#### Exercise description
All lines after the one containing "[locate] the building", together with that line itself, should be written out exactly, down to the last line of the entries below.

#### Working data
————————

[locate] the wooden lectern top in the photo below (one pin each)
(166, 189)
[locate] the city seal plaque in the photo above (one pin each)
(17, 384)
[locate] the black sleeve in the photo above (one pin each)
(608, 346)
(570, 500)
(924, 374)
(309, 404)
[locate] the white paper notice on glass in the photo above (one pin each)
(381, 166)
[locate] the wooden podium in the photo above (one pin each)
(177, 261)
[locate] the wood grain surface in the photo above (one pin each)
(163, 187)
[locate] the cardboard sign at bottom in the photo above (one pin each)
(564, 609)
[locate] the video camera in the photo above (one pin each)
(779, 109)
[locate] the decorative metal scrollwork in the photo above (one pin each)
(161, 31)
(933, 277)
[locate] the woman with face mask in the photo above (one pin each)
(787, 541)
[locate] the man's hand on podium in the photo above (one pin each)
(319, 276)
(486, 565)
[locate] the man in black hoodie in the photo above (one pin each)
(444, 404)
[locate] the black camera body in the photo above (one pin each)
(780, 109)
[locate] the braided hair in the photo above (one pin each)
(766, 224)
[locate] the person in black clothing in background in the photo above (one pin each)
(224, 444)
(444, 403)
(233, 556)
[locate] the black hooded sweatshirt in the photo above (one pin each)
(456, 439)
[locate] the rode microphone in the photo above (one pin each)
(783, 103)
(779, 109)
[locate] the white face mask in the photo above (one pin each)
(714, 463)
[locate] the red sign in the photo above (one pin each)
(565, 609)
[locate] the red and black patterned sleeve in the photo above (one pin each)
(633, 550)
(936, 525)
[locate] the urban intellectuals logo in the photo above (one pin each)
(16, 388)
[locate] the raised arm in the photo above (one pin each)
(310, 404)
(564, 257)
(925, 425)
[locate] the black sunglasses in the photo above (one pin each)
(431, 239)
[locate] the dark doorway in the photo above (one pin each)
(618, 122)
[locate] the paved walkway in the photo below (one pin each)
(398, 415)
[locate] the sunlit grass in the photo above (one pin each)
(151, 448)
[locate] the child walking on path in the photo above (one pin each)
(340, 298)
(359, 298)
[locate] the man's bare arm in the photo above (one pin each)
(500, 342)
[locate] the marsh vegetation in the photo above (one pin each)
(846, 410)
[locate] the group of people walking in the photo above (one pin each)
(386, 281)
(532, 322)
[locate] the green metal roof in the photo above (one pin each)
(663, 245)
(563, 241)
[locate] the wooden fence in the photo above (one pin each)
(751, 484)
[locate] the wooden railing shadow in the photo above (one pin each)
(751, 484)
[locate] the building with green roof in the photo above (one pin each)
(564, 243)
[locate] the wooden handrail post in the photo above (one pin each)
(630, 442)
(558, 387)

————————

#### Task result
[locate] the building with green roof in the photo above (one pin each)
(564, 243)
[locate] the wooden handrail post in the photo above (one pin each)
(630, 442)
(558, 387)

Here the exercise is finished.